*** DATA TO USE ***

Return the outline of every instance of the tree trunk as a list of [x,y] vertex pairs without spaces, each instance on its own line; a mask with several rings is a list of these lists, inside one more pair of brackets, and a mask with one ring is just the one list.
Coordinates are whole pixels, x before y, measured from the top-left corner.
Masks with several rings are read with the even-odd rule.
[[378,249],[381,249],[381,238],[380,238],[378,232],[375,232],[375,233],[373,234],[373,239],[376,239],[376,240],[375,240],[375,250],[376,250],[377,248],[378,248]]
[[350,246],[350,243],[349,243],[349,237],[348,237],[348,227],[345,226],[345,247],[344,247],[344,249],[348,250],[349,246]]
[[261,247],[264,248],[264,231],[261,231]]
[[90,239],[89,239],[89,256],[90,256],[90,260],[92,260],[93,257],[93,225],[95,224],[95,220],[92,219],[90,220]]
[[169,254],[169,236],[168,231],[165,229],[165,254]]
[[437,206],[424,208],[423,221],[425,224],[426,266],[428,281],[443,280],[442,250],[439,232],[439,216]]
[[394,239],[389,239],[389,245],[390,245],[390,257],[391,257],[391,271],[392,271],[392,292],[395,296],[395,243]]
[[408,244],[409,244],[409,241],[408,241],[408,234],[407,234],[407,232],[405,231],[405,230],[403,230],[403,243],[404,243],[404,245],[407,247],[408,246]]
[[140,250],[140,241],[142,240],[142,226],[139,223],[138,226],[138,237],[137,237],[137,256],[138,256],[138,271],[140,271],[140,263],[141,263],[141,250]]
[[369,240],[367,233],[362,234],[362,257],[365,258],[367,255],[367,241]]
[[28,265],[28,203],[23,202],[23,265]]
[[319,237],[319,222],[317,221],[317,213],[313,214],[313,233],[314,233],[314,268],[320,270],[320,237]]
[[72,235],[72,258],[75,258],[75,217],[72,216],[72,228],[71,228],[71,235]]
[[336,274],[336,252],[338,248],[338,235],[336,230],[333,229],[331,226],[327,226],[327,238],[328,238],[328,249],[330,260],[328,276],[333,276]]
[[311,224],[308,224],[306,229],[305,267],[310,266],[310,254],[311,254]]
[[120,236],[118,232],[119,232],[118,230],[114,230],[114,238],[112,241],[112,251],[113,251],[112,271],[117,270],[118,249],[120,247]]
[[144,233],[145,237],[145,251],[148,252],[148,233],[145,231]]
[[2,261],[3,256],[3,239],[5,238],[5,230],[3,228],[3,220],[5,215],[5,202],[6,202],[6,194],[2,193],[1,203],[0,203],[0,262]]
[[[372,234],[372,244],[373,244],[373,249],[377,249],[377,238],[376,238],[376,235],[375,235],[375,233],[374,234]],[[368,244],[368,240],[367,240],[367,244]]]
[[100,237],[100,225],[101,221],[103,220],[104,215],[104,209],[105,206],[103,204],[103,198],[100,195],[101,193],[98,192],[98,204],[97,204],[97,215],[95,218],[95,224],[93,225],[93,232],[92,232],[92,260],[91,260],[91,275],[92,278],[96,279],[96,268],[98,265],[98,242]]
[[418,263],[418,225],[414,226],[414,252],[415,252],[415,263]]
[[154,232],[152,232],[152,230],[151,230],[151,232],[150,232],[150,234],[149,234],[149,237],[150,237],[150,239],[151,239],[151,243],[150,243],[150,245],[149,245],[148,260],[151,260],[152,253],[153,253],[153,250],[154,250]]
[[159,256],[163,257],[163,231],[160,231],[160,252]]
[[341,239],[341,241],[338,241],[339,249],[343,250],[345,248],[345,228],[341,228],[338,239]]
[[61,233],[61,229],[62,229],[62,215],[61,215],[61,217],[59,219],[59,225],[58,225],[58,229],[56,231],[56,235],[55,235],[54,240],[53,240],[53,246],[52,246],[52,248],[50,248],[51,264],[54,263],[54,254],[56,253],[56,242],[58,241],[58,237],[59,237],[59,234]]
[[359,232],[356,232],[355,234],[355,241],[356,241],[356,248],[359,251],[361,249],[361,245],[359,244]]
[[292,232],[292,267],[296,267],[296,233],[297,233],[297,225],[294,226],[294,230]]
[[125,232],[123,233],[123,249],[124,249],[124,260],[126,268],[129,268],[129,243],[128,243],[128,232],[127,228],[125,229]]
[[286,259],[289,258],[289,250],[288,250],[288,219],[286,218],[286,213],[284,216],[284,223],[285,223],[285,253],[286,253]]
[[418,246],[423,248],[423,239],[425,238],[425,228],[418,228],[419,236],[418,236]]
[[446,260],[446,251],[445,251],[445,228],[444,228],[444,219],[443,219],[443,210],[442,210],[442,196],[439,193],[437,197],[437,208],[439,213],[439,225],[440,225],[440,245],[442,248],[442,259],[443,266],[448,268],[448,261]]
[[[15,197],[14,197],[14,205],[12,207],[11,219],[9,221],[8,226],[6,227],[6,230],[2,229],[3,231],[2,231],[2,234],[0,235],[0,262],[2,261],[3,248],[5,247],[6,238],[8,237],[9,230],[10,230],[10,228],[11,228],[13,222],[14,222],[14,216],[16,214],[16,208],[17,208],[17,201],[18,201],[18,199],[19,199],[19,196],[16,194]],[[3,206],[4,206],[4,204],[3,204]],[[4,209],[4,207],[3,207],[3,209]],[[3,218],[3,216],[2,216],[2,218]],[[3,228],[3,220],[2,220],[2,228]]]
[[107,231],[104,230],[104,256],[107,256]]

***

PROBLEM REQUIREMENTS: Reproduce the listing in full. Change nothing.

RESULT BELOW:
Return the outline of every instance of the tree trunk as a list of [x,y] vertex pairs without spaces, each instance on its own line; a mask with several rings is a list of these lists, inside one more pair of brackets, and a mask with one ring is just the one list.
Coordinates are whole pixels, x before y, measured from the top-left corner.
Masks with several rings are read with the even-odd rule.
[[378,249],[381,249],[381,238],[380,238],[378,232],[375,232],[375,233],[373,234],[373,239],[376,239],[376,240],[375,240],[375,250],[376,250],[377,248],[378,248]]
[[350,246],[350,243],[349,243],[349,237],[348,237],[348,227],[345,226],[345,247],[344,247],[344,249],[348,250],[349,246]]
[[261,247],[264,248],[264,231],[261,231]]
[[90,239],[89,239],[89,256],[90,256],[90,260],[92,260],[93,257],[93,225],[95,224],[95,220],[92,219],[90,220]]
[[169,254],[169,236],[168,231],[165,229],[165,254]]
[[437,206],[424,208],[423,221],[425,224],[426,266],[428,281],[443,280],[442,250],[439,232],[439,216]]
[[394,239],[389,239],[389,245],[390,245],[390,257],[391,257],[391,271],[392,271],[392,292],[395,296],[395,243]]
[[408,244],[409,244],[409,241],[408,241],[408,234],[407,234],[407,232],[405,231],[405,230],[403,230],[403,243],[404,243],[404,245],[407,247],[408,246]]
[[140,250],[140,241],[142,240],[142,226],[139,223],[138,226],[138,237],[137,237],[137,256],[138,256],[138,271],[140,271],[140,263],[141,263],[141,250]]
[[369,240],[367,233],[362,234],[362,257],[365,258],[367,255],[367,241]]
[[28,265],[28,203],[23,202],[23,265]]
[[319,237],[319,222],[317,221],[317,213],[313,214],[313,233],[314,233],[314,268],[320,270],[320,237]]
[[72,235],[72,258],[75,258],[75,217],[72,216],[72,228],[71,228],[71,235]]
[[336,274],[336,252],[338,248],[338,235],[336,230],[333,229],[331,226],[327,226],[327,238],[328,238],[328,249],[330,260],[328,276],[333,276]]
[[311,224],[308,224],[306,229],[305,267],[310,266],[310,254],[311,254]]
[[120,236],[118,232],[119,232],[118,230],[114,230],[114,238],[112,241],[112,251],[113,251],[112,271],[117,270],[118,249],[120,247]]
[[144,233],[145,237],[145,251],[148,252],[148,233],[145,231]]
[[2,261],[3,256],[3,239],[5,238],[5,230],[3,228],[3,220],[5,215],[5,202],[6,202],[6,194],[2,193],[1,203],[0,203],[0,262]]
[[[372,234],[372,244],[373,244],[373,249],[377,249],[377,238],[376,238],[376,235],[375,235],[375,233],[374,234]],[[368,244],[368,240],[367,240],[367,244]]]
[[100,237],[100,225],[101,221],[103,220],[104,215],[104,209],[105,206],[103,204],[103,198],[100,195],[101,193],[98,192],[98,204],[97,204],[97,215],[95,218],[95,224],[93,225],[93,232],[92,232],[92,260],[91,260],[91,275],[92,278],[96,279],[96,268],[98,265],[98,242]]
[[418,263],[418,225],[414,226],[414,252],[415,252],[415,263]]
[[154,232],[152,232],[152,230],[151,230],[151,232],[150,232],[150,234],[149,234],[149,237],[150,237],[150,239],[151,239],[151,243],[150,243],[150,245],[149,245],[148,260],[151,260],[152,253],[153,253],[153,250],[154,250]]
[[159,256],[163,257],[163,231],[160,231],[160,252]]
[[341,239],[341,241],[338,241],[339,249],[343,250],[345,248],[345,228],[341,228],[338,239]]
[[61,233],[61,229],[62,229],[62,215],[61,215],[61,217],[59,219],[59,225],[58,225],[58,229],[56,231],[56,235],[55,235],[54,240],[53,240],[53,246],[52,246],[52,248],[50,248],[51,264],[54,263],[54,254],[56,253],[56,242],[58,241],[58,237],[59,237],[59,234]]
[[359,232],[356,232],[355,234],[355,241],[356,241],[356,248],[359,251],[361,249],[361,245],[359,244]]
[[292,232],[292,267],[296,267],[296,233],[297,233],[297,225],[294,226],[294,230]]
[[125,232],[123,233],[123,249],[124,249],[124,260],[126,268],[129,268],[129,243],[128,243],[128,232],[127,228],[125,229]]
[[286,259],[289,258],[289,250],[288,250],[288,219],[286,218],[286,213],[284,216],[284,223],[285,223],[285,253],[286,253]]
[[418,246],[423,248],[423,239],[425,238],[425,228],[418,228],[419,236],[418,236]]
[[446,260],[446,251],[445,251],[445,228],[444,228],[444,219],[443,219],[443,210],[442,210],[442,196],[439,193],[437,197],[437,208],[439,213],[439,225],[440,225],[440,245],[442,248],[442,259],[443,266],[448,268],[448,261]]
[[[15,197],[14,197],[14,205],[12,207],[11,219],[9,221],[8,226],[6,227],[6,230],[2,229],[3,231],[2,231],[2,234],[0,235],[0,262],[2,261],[3,248],[5,247],[6,238],[8,237],[9,230],[10,230],[10,228],[11,228],[13,222],[14,222],[14,216],[16,214],[16,208],[17,208],[17,201],[18,201],[18,199],[19,199],[19,196],[16,194]],[[3,206],[4,206],[4,204],[3,204]],[[4,209],[4,207],[3,207],[3,209]],[[3,218],[3,216],[2,216],[2,218]],[[3,228],[3,220],[2,220],[2,228]]]
[[107,231],[104,230],[104,256],[107,256]]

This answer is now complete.